> Aim of the exercise
Would you reproduce exactly the lines below from the one holding "In this photo, where can the grassy bank" through the one holding "In this photo, where can the castle", inclusive, and no others?

++++++++++

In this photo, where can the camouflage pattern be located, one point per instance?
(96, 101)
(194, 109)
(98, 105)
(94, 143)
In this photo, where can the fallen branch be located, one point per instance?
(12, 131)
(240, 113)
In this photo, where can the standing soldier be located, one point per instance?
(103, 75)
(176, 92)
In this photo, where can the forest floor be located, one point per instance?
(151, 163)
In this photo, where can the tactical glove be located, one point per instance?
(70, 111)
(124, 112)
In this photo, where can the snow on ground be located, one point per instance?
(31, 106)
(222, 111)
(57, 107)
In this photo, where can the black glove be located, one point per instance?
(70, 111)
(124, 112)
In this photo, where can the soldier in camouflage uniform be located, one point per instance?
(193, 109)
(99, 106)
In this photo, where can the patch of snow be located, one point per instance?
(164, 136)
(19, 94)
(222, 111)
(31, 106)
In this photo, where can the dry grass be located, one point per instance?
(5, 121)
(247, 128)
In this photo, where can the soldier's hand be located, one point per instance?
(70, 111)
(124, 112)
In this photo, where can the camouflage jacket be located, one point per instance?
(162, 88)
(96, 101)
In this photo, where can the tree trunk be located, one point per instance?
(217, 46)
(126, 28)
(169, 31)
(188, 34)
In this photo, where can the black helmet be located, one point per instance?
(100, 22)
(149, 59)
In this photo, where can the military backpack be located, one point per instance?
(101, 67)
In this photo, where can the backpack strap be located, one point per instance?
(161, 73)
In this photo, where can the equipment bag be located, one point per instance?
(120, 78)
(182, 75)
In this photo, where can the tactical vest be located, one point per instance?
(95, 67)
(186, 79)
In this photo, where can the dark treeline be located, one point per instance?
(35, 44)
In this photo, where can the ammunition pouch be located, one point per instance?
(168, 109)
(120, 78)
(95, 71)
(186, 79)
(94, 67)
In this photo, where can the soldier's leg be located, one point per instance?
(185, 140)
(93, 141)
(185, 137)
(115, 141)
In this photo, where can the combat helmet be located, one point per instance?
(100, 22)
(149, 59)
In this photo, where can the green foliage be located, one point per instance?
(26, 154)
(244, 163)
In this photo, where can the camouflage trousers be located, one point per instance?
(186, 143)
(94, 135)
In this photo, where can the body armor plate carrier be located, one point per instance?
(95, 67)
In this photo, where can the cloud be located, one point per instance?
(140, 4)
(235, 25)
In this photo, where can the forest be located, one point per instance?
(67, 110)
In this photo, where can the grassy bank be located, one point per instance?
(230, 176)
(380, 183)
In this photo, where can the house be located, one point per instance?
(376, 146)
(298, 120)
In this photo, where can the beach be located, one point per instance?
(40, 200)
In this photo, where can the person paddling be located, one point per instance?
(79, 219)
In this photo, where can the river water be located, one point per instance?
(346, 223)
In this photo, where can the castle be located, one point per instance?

++++++++++

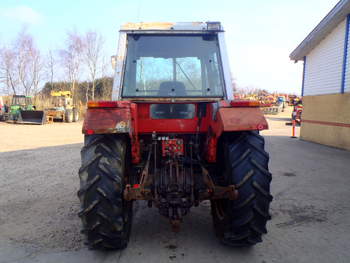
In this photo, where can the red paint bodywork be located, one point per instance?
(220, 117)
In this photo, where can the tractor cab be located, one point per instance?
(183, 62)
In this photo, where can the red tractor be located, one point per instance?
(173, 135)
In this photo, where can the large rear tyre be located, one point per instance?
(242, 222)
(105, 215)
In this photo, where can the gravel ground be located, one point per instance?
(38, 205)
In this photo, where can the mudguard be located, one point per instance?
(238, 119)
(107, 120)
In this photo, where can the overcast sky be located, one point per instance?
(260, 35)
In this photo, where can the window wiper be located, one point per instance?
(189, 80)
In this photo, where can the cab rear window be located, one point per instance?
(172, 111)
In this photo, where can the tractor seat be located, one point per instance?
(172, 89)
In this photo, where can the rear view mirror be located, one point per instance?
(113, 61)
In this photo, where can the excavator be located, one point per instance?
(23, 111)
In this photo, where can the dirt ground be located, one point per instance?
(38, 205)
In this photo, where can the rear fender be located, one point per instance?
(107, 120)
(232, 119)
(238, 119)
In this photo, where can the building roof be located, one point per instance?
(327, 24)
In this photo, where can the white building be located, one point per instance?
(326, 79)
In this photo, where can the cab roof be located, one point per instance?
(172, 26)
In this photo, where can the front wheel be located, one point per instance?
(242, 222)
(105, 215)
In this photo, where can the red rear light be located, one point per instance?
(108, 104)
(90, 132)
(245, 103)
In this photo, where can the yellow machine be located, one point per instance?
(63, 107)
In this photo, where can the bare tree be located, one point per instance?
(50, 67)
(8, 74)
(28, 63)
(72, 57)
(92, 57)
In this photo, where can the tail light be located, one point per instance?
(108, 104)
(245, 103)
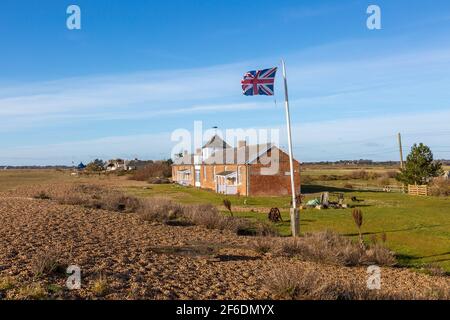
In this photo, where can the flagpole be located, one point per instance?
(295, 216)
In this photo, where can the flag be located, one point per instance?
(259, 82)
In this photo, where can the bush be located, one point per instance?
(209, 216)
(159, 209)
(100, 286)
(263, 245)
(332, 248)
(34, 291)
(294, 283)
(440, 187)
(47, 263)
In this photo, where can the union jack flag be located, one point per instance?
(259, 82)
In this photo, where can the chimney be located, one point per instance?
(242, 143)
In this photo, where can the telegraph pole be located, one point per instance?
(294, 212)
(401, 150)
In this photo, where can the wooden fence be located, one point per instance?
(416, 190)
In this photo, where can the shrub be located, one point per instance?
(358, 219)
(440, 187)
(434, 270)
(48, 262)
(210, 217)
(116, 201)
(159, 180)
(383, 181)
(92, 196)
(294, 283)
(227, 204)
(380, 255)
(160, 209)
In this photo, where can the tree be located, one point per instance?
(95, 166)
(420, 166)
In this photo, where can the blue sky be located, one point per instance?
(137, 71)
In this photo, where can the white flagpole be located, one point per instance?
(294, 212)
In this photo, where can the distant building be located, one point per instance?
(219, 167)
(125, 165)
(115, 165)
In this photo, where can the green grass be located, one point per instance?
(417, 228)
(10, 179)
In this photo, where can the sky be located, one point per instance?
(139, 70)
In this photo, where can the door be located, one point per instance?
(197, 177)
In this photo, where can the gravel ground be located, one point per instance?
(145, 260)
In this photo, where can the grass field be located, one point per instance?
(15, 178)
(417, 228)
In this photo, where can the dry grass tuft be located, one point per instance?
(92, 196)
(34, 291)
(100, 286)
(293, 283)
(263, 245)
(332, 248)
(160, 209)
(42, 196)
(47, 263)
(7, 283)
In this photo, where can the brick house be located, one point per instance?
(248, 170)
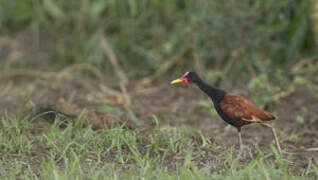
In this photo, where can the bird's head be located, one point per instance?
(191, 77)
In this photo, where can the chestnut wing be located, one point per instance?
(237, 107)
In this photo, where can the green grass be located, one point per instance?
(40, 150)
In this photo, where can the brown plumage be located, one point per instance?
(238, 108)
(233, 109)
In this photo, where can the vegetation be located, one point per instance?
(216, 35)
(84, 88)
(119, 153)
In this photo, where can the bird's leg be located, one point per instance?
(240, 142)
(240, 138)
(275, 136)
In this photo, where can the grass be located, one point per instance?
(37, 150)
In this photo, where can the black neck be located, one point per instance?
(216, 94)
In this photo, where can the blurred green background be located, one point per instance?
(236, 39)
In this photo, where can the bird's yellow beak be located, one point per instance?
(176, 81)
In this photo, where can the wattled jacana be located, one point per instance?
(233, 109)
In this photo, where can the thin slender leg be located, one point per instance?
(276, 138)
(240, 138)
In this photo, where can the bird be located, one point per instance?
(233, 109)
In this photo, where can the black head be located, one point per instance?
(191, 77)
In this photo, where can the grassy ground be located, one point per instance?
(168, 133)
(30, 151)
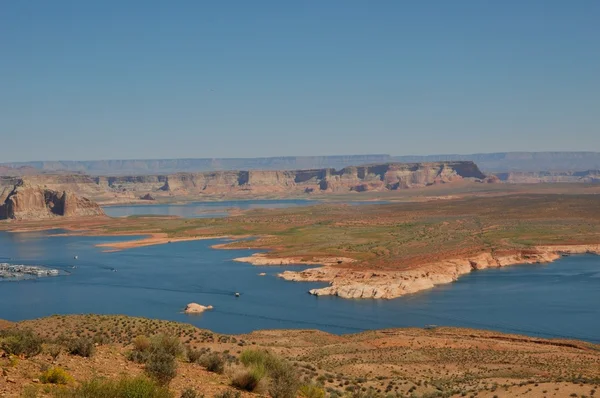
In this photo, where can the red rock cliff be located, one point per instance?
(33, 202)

++++++++++

> Solution for this problem
In this photo, where can the grassy bank be located, one point per instance?
(230, 176)
(380, 183)
In this photo, where can the house be located, one point per instance?
(376, 146)
(298, 120)
In this photo, where can the beach be located, one point per instance?
(40, 200)
In this photo, where can the person paddling be located, one point per instance?
(79, 219)
In this photo, where can the river water be located, one point per instance?
(346, 223)
In this photo, where can the castle be located, one point per instance?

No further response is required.